# start of SUPPLIED INFORMATION
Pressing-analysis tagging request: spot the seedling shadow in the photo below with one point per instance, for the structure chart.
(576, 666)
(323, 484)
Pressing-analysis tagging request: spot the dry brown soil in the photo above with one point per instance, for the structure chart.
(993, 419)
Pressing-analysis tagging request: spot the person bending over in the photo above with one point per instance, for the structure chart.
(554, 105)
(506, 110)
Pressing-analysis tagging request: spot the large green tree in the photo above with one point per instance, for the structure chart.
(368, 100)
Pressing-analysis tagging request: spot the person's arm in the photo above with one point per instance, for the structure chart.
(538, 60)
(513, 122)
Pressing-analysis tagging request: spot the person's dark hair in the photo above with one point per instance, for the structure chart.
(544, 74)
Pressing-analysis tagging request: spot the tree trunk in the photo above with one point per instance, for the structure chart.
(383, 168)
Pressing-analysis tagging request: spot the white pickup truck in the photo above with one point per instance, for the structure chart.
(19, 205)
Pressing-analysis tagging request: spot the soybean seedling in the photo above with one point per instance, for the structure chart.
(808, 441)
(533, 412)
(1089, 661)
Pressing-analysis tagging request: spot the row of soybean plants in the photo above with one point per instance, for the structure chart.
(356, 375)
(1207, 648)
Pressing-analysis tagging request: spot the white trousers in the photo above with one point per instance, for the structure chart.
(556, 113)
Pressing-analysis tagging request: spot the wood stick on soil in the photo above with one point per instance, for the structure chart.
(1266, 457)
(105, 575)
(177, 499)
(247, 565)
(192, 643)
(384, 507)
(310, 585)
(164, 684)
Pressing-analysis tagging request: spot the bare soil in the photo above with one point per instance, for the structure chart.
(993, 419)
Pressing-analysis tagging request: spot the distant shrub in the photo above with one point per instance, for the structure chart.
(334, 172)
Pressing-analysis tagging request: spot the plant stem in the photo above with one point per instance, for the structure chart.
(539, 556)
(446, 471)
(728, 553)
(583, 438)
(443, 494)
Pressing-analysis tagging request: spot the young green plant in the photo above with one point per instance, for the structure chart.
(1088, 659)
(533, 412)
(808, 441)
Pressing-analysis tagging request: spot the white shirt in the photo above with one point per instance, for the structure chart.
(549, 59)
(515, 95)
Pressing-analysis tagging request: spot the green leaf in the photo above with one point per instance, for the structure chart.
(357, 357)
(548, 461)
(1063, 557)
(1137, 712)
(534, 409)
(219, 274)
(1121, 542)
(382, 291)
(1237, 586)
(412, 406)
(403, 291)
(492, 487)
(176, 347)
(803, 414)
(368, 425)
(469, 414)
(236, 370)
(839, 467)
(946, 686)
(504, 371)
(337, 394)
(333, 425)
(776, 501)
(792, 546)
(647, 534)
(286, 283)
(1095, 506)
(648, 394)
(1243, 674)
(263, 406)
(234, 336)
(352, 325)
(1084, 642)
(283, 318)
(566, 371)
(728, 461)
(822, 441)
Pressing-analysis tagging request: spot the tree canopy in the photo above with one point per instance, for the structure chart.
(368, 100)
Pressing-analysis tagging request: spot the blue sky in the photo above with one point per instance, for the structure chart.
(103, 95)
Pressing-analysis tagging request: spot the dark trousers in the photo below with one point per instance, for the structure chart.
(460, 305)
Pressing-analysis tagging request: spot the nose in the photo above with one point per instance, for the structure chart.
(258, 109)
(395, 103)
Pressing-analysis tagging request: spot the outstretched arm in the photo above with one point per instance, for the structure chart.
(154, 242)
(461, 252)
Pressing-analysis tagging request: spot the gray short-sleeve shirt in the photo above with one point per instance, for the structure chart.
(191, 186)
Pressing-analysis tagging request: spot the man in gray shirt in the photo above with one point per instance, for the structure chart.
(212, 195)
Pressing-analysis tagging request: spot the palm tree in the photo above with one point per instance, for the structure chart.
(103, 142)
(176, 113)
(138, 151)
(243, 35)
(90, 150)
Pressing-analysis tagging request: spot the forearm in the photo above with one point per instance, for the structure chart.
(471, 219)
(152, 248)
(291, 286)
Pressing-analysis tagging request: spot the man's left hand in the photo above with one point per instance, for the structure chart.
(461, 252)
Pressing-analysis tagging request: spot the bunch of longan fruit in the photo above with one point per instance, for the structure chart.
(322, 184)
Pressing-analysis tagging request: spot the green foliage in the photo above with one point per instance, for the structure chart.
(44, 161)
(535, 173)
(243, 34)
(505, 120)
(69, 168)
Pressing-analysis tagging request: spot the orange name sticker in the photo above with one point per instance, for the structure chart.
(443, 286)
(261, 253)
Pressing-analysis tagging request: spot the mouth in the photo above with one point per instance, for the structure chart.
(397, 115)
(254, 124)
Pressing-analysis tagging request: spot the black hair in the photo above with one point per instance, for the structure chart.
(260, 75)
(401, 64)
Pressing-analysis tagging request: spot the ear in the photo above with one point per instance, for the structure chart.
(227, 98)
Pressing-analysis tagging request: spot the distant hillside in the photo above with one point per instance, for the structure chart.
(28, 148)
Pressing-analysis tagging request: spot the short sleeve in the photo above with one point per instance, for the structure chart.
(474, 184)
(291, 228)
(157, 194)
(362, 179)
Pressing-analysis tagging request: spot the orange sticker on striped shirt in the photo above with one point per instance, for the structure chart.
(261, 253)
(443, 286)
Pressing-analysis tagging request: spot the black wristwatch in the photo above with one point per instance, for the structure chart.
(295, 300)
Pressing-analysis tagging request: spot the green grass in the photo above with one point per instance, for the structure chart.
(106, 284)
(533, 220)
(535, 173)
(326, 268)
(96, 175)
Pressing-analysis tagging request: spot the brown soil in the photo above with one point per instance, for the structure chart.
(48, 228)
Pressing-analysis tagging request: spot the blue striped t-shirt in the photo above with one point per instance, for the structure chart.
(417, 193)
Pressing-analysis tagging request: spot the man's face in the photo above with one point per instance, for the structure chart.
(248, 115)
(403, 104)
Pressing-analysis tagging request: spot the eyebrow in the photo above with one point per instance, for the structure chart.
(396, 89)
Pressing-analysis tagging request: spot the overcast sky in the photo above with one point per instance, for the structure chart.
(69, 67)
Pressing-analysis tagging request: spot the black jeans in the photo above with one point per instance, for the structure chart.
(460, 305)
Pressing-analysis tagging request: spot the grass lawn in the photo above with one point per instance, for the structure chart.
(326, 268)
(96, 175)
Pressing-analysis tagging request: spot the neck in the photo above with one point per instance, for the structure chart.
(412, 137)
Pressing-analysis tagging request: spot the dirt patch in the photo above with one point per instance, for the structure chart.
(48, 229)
# end of SUPPLIED INFORMATION
Using the data above, reproduce every line exactly.

FINAL RESULT:
Pressing-analysis tagging request: spot the seedling shadow in the photo below with one point per instance, for the structure chart.
(576, 666)
(323, 484)
Pressing-analysis tagging request: spot the dry brown soil in the photo above with one point per instance, for the structure chart.
(993, 419)
Pressing-analysis tagging request: spot the person bending over in the photo above with one point per instance, for the structure chart.
(554, 105)
(506, 110)
Pressing-analysis tagging request: spot the large green tree in the photo above with one point per instance, for the structure chart.
(368, 100)
Pressing-analysis tagging request: spot the person's arm in the photo above with one point per instance, for the structure chart.
(538, 60)
(513, 122)
Pressing-analysis tagging request: spot the person's dark hair in the photo above with one point per instance, for the structure chart.
(544, 74)
Pressing-analysis tagging request: spot the tree trunk in the photo above with one point per instance, for the structure chart.
(383, 168)
Pressing-analysis tagging request: spot the white pickup truck in the photo above with one point per instance, for the structure chart.
(19, 205)
Pressing-analysis tagging request: spot the soybean seedling in the photo above with one point per instance, for the structure chart.
(808, 441)
(533, 412)
(1089, 661)
Pressing-analysis tagging request: spot the row of soybean plants in the photo above with one point per instance, for the structure chart.
(356, 375)
(1207, 648)
Pressing-analysis tagging request: spot the white trousers in the photo above with one point per instance, for the structure chart.
(556, 113)
Pressing-analysis tagging request: spot the wood stick on soil in the photo above with one point per instance, for the structure chart.
(1266, 457)
(105, 575)
(177, 499)
(247, 565)
(192, 643)
(384, 507)
(310, 585)
(164, 684)
Pressing-analysis tagging request: spot the bare soil in the photo above with one point per instance, for the structure chart.
(993, 419)
Pressing-analysis tagging request: spot the distant shrub in the photo above with one point per instance, for the structure chart.
(334, 172)
Pressing-analysis tagging request: spot the plant stem in the photo above with one point per instance, for the structure chart.
(539, 556)
(446, 471)
(728, 553)
(583, 438)
(443, 494)
Pressing-analysis tagging request: spot the young green plant in the photo above with one point per instance, for the structure chart.
(1088, 659)
(533, 412)
(808, 441)
Pressing-analysis tagging request: spot the white shirt in the photo above with one point per instance, for the structure chart.
(549, 59)
(515, 95)
Pressing-analysis tagging request: spot the green leaf in the photo above with one point per instance, for the structure chart.
(357, 357)
(548, 461)
(1063, 557)
(1137, 712)
(534, 409)
(219, 274)
(1121, 542)
(382, 291)
(1237, 586)
(412, 406)
(403, 291)
(492, 487)
(176, 347)
(803, 414)
(368, 425)
(469, 414)
(236, 370)
(839, 467)
(946, 686)
(504, 371)
(337, 394)
(333, 425)
(776, 501)
(792, 546)
(647, 534)
(286, 283)
(1095, 506)
(648, 394)
(1243, 674)
(263, 406)
(234, 336)
(352, 325)
(1084, 642)
(283, 318)
(566, 371)
(728, 461)
(822, 441)
Pressing-analysis tagging request: spot the tree canopy in the photo above with one point per instance, for the structure chart.
(368, 100)
Pressing-analysis tagging request: spot the blue sky in the photo above with one point per instance, for the structure chart.
(103, 95)
Pressing-analysis tagging request: spot the dark trousers in the photo below with one point per instance, for the structure chart.
(460, 305)
Pressing-analysis tagging request: spot the nose in the photo above with one point per instance, for the structure chart.
(258, 109)
(395, 103)
Pressing-analysis tagging request: spot the outstretched arm in the photo above with one point per instance, for the structure chart.
(154, 242)
(461, 252)
Pressing-analysis tagging request: spot the gray short-sleeve shirt in the photo above with one point per instance, for the structure chart.
(191, 186)
Pressing-analysis tagging request: spot the man in gray shirt in the photo above with one point per instance, for the structure chart.
(212, 195)
Pressing-analysis tagging request: spot the palm tree in the photo above with one point per instance, for the structure chart.
(103, 142)
(176, 113)
(138, 151)
(243, 35)
(90, 150)
Pressing-analysis tagging request: spot the forearm in the photo above with one point per instance, for the structure chart.
(471, 219)
(152, 248)
(291, 286)
Pressing-analysis tagging request: spot the man's left hand in the photo above with one point per instance, for the structure chart.
(461, 252)
Pressing-analysis tagging request: spot the bunch of longan fruit in the photo above with one point per instance, for the structure chart.
(322, 184)
Pressing-analysis tagging request: spot the green foliage in the photo above with one point per instance, for the structure chart.
(44, 161)
(535, 173)
(243, 34)
(505, 120)
(69, 168)
Pressing-analysis tagging request: spot the orange name sticker in the photo above with one point per instance, for the structure chart.
(443, 286)
(261, 253)
Pressing-analysis tagging request: spot the mouth in the photo above with one point per instance, for the structure chart.
(397, 115)
(254, 124)
Pressing-analysis tagging request: spot the black hair in the photo above with one point per instance, for the structure chart.
(260, 75)
(401, 64)
Pressing-analysis tagging request: spot the ear in the photo above with one point per instance, for the structure chart.
(227, 98)
Pressing-analysis tagging request: spot the distant hillside in the photo above with one point per instance, for the structure chart.
(28, 148)
Pressing-analysis tagging request: spot the short sleeve in the photo above with one point per instance, for the structure chart.
(474, 184)
(291, 228)
(157, 194)
(362, 179)
Pressing-analysis tagging request: spot the orange sticker on striped shirt in the photo above with one point per instance, for the structure chart.
(261, 253)
(443, 286)
Pressing-analysis tagging request: spot the black wristwatch in the photo above with one point per instance, for the structure chart.
(295, 300)
Pressing-analysis tagging request: spot the green grass in the photo above with one point per instance, for the structure chart.
(106, 284)
(533, 220)
(535, 173)
(326, 268)
(96, 175)
Pressing-analysis tagging request: spot the brown soil in the photo above with one point per instance, for the structure chart.
(48, 228)
Pressing-analysis tagging request: spot the blue striped t-shirt in the photo above with one point per instance, for the structure chart.
(417, 193)
Pressing-analysis tagging request: spot the man's face in the photo above with one point per instance, for the structure chart.
(248, 115)
(403, 104)
Pressing-analysis tagging request: spot the eyebrow in the photo above with one point per instance, for the structure chart.
(396, 89)
Pressing-analysis tagging request: spot the overcast sky in the photo above with one point per instance, for the structure chart.
(69, 67)
Pressing-analysis tagging request: spot the black jeans in the photo above with one point per instance, for the structure chart.
(460, 305)
Pressing-analysis tagging request: spot the grass lawn in the photo above with one point per instance, for the structure chart.
(326, 268)
(96, 175)
Pressing-analysis tagging request: spot the neck in the photo above with one point per instance, for the structure chart.
(412, 137)
Pressing-analysis tagging request: spot the dirt patch in the photo above with one point per instance, for the structure chart.
(48, 229)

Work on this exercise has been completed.